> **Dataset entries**
____________________
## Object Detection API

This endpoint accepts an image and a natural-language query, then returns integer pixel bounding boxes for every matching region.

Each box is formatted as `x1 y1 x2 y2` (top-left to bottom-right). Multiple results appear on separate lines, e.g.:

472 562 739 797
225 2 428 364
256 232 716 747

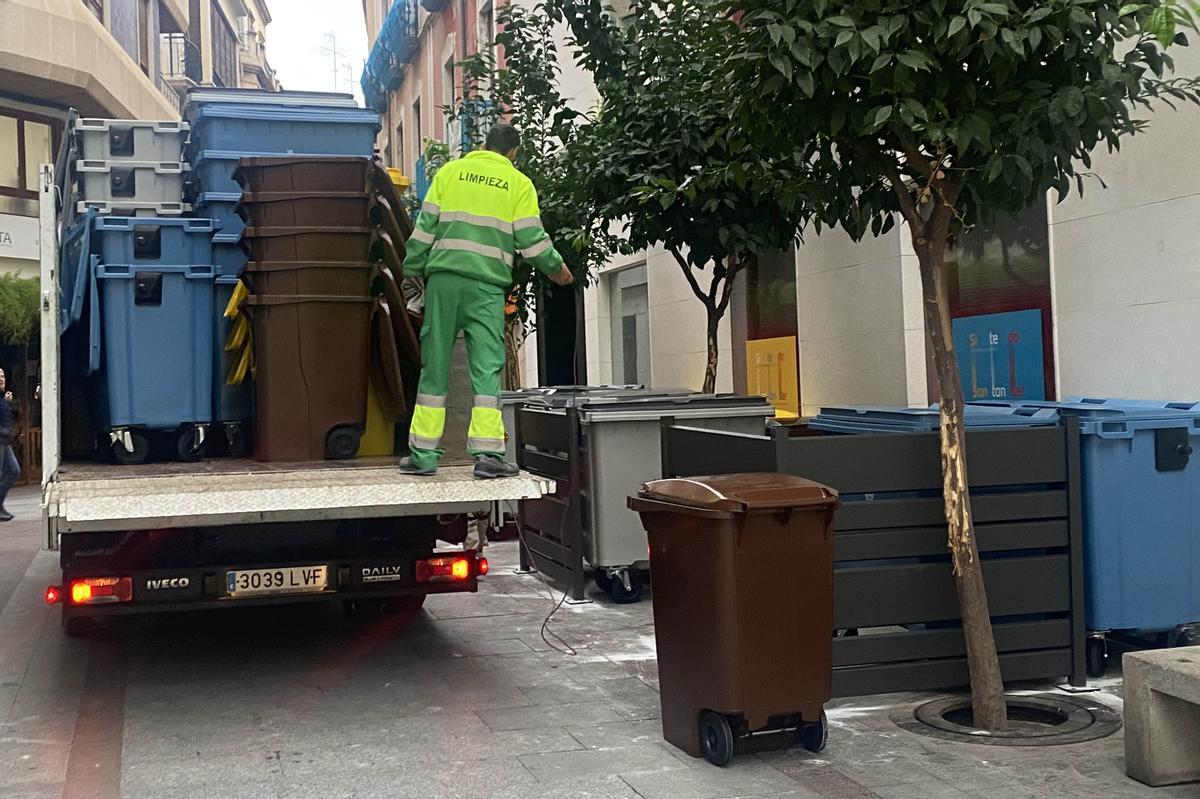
____________________
The records above are to be repeated exactly, with the pictures left out.

> **Answer to this exercise**
## Object Detection API

This endpoint accepts an image and a natural-language query, then returns integer pixel bounding boxes for every matching region.

Each box is formatted as `x1 y1 x2 y2` (top-left to bottom-right). Multiple results appear on separate lines, e.g.:

472 562 739 797
225 2 428 364
256 232 716 747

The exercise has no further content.